**Exercise instructions**:
Beginning with the line that contains "Place one point on every instance of the large", retype the entries below exactly, ending with the line that contains "Place one point on every instance of the shoreline.". Leave out any pictures.

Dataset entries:
============================================================
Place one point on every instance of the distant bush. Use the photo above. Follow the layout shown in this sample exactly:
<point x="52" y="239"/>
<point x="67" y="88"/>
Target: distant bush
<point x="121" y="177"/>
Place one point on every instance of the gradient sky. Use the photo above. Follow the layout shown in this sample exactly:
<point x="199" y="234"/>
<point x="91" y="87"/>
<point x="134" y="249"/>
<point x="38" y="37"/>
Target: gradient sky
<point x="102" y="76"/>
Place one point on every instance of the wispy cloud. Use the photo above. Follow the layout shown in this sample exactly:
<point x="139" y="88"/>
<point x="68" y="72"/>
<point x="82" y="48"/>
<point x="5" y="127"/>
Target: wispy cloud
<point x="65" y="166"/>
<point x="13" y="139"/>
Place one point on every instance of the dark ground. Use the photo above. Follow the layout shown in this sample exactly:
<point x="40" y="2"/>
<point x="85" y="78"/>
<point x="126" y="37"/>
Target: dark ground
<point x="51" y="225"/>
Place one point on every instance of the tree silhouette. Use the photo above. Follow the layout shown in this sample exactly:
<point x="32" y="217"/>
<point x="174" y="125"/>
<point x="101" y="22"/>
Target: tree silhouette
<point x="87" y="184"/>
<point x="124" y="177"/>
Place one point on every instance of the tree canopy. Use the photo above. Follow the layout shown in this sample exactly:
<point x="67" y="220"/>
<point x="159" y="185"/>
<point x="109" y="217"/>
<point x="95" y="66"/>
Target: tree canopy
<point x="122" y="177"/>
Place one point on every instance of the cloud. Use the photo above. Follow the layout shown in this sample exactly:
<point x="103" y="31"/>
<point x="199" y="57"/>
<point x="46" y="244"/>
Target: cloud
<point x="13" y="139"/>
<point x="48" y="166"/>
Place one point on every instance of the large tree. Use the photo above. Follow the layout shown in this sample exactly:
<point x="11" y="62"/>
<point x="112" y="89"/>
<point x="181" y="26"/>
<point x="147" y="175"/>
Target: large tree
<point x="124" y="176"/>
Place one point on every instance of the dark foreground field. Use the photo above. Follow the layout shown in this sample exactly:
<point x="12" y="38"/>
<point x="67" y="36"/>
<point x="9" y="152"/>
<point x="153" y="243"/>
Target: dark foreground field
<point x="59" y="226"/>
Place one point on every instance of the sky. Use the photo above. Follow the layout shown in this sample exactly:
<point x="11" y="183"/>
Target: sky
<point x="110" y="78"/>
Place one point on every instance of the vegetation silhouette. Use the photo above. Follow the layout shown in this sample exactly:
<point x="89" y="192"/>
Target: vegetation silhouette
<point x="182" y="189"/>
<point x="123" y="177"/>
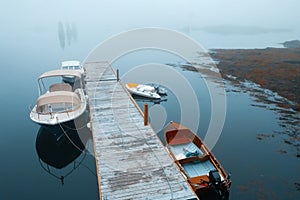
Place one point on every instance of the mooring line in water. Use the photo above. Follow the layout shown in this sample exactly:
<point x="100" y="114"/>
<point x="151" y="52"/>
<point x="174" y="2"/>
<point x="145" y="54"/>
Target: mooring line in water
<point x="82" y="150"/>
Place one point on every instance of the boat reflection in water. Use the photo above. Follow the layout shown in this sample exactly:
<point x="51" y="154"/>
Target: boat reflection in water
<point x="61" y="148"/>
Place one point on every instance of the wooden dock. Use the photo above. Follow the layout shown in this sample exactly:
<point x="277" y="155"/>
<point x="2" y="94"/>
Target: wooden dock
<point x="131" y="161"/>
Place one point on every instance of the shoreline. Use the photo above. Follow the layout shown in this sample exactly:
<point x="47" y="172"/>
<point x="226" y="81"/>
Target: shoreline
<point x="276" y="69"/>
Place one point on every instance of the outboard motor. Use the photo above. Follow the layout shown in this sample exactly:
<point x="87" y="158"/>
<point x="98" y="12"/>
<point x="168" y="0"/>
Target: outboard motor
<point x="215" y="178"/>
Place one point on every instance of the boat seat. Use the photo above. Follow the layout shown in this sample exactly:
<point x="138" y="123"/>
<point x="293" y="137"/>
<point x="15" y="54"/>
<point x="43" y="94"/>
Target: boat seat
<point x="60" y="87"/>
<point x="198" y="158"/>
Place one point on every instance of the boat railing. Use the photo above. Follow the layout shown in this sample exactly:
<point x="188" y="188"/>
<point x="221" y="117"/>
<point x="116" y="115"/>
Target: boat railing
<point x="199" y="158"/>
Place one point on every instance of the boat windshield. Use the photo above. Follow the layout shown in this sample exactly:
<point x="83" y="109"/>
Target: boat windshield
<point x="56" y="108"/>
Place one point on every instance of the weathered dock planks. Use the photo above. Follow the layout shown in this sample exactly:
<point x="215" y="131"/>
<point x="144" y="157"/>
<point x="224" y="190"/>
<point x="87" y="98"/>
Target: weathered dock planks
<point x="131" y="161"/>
============================================================
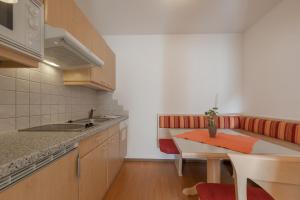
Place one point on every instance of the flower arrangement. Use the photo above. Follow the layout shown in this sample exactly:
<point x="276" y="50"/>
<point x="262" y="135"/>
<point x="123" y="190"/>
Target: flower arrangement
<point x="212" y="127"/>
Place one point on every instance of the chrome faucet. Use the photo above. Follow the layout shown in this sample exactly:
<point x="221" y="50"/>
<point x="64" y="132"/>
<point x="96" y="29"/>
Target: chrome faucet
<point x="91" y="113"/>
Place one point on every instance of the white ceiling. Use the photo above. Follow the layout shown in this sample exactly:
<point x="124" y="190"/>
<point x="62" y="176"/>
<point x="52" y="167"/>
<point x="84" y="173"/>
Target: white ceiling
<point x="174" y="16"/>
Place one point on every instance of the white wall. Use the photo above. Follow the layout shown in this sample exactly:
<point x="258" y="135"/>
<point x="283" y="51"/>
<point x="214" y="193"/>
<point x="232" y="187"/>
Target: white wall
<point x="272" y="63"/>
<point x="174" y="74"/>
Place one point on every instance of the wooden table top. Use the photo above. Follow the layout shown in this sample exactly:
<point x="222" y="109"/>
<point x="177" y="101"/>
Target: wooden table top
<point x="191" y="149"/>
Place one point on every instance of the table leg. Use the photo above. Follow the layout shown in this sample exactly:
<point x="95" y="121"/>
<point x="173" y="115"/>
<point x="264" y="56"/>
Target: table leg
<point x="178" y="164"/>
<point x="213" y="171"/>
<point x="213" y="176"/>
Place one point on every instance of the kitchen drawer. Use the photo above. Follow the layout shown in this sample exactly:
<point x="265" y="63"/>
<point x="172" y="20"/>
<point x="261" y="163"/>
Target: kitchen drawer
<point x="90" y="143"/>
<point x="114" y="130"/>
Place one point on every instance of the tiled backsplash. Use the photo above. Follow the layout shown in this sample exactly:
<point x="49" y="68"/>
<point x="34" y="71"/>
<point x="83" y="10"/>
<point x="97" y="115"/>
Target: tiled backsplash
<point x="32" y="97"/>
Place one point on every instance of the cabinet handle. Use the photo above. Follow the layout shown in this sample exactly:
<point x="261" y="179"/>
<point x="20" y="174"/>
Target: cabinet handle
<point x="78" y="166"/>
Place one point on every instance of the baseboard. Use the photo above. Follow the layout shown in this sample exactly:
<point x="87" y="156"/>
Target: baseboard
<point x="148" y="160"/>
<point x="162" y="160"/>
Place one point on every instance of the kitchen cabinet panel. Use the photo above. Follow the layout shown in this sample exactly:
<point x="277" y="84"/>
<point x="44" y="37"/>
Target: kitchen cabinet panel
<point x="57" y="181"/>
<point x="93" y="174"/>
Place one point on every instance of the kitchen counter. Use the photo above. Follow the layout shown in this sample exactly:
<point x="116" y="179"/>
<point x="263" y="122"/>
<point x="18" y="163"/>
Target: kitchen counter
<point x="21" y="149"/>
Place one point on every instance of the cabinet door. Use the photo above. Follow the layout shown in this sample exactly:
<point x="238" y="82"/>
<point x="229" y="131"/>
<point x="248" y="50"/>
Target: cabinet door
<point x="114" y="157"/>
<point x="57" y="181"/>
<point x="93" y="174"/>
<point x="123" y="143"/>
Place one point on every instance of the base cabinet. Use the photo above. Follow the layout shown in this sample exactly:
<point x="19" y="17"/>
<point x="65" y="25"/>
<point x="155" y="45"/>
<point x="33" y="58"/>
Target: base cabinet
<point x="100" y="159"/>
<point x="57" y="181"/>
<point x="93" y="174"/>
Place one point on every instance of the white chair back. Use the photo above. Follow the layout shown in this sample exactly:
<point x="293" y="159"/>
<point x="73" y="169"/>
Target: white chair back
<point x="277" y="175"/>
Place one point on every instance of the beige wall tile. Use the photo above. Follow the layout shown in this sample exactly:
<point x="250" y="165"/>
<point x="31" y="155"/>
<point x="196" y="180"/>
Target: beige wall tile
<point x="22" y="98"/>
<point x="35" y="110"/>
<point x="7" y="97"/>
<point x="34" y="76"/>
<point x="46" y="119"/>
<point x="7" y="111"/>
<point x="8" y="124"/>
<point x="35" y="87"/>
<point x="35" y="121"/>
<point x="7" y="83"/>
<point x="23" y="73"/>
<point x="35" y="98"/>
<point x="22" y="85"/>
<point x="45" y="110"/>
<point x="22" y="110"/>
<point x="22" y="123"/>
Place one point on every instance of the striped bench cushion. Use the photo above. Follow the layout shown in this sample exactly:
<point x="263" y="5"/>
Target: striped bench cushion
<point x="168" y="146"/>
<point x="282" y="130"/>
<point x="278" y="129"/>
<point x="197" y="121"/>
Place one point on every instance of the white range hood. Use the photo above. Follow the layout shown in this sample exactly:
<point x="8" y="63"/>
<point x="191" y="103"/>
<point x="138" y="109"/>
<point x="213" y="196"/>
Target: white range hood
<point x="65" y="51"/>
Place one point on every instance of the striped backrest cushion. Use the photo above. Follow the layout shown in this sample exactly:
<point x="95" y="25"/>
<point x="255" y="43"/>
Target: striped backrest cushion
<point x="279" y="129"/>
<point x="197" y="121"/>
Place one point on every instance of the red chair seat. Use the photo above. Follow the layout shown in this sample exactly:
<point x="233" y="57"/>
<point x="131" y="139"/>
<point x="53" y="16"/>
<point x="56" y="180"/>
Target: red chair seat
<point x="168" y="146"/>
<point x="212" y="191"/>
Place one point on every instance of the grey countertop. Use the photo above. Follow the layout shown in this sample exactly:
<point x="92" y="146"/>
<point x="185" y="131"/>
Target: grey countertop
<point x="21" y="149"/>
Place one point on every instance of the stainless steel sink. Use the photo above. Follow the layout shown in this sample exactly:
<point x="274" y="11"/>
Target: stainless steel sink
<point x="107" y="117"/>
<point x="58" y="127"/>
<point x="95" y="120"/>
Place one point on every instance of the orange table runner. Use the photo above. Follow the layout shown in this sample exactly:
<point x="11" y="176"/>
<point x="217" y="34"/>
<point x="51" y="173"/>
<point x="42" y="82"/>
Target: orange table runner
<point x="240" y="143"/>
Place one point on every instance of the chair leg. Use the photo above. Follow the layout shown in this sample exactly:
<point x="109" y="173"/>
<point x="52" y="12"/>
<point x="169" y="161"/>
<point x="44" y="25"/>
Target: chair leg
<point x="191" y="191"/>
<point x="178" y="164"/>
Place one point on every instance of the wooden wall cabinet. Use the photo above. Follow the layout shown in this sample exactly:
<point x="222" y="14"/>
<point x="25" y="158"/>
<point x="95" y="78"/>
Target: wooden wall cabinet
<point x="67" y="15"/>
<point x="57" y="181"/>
============================================================
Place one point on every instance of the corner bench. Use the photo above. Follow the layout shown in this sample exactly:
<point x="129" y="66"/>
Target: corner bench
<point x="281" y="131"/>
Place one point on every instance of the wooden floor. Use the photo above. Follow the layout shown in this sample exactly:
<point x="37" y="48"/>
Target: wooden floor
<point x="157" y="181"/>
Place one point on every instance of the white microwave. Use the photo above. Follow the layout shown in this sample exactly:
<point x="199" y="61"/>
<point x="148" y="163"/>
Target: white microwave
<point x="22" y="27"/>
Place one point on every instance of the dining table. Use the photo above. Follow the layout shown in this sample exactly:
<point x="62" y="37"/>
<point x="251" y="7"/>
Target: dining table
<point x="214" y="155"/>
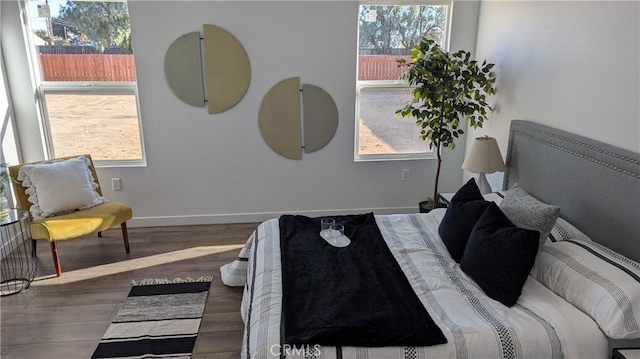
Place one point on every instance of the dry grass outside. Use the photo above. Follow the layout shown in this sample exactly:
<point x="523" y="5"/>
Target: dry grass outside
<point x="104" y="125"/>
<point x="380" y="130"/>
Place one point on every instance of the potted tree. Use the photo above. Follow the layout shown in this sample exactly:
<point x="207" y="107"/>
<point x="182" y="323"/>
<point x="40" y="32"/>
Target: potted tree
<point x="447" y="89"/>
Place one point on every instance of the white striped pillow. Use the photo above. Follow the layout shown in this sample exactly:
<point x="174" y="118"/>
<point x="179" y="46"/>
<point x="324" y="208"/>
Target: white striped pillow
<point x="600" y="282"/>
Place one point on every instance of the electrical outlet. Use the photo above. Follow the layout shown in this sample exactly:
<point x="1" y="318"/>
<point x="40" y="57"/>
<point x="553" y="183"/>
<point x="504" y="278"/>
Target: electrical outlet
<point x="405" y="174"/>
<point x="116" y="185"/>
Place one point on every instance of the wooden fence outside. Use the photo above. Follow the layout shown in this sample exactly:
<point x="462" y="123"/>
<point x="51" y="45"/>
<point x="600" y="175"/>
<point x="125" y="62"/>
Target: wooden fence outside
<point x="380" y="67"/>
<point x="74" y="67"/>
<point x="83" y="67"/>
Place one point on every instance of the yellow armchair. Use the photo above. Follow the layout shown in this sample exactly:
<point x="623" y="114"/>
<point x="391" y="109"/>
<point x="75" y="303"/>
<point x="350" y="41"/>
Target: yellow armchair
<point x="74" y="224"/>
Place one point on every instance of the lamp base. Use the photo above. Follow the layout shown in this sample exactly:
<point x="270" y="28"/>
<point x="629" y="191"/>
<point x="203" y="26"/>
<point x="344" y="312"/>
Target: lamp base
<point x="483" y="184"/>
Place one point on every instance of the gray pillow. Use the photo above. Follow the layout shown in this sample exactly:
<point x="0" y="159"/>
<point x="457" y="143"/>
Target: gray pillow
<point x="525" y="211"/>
============================================================
**Response**:
Place one point on every instance of the large tree. Use the photo above. Follow the layout shown in this sample exactly:
<point x="11" y="62"/>
<point x="112" y="89"/>
<point x="181" y="26"/>
<point x="147" y="175"/>
Target: large tree
<point x="124" y="176"/>
Place one point on every instance of the dark foreground field. Use the photo above. Follow the layout shown in this sample exactly:
<point x="12" y="38"/>
<point x="67" y="36"/>
<point x="9" y="152"/>
<point x="153" y="243"/>
Target: dark foreground field
<point x="59" y="226"/>
Place one point on every instance of the sky. Use the photo above. Follow the layout shown in this sample exactly:
<point x="11" y="183"/>
Target: sky
<point x="110" y="78"/>
Place one point on every instance of the vegetation silhouette. Use the photo above. Follow the layout shown in this sample exactly:
<point x="89" y="192"/>
Target: vegetation silhouette
<point x="182" y="189"/>
<point x="123" y="177"/>
Place one point on every instance of the mooring line in water. Use the photo above. Follow the layout shown in this sample exactly:
<point x="100" y="114"/>
<point x="151" y="52"/>
<point x="174" y="2"/>
<point x="145" y="54"/>
Target: mooring line in water
<point x="82" y="150"/>
Place one point on every instance of the boat reflection in water. Use the photo above. Follow the layout shown in this sample exactly:
<point x="51" y="154"/>
Target: boat reflection in water
<point x="61" y="148"/>
Place one point on every instance of the wooden dock. Use the photo above. Follow the layout shown in this sample exactly:
<point x="277" y="155"/>
<point x="2" y="94"/>
Target: wooden dock
<point x="131" y="161"/>
Place one point on every instance of the shoreline. Use the photo above. Follow the layout shown in this sample exactly:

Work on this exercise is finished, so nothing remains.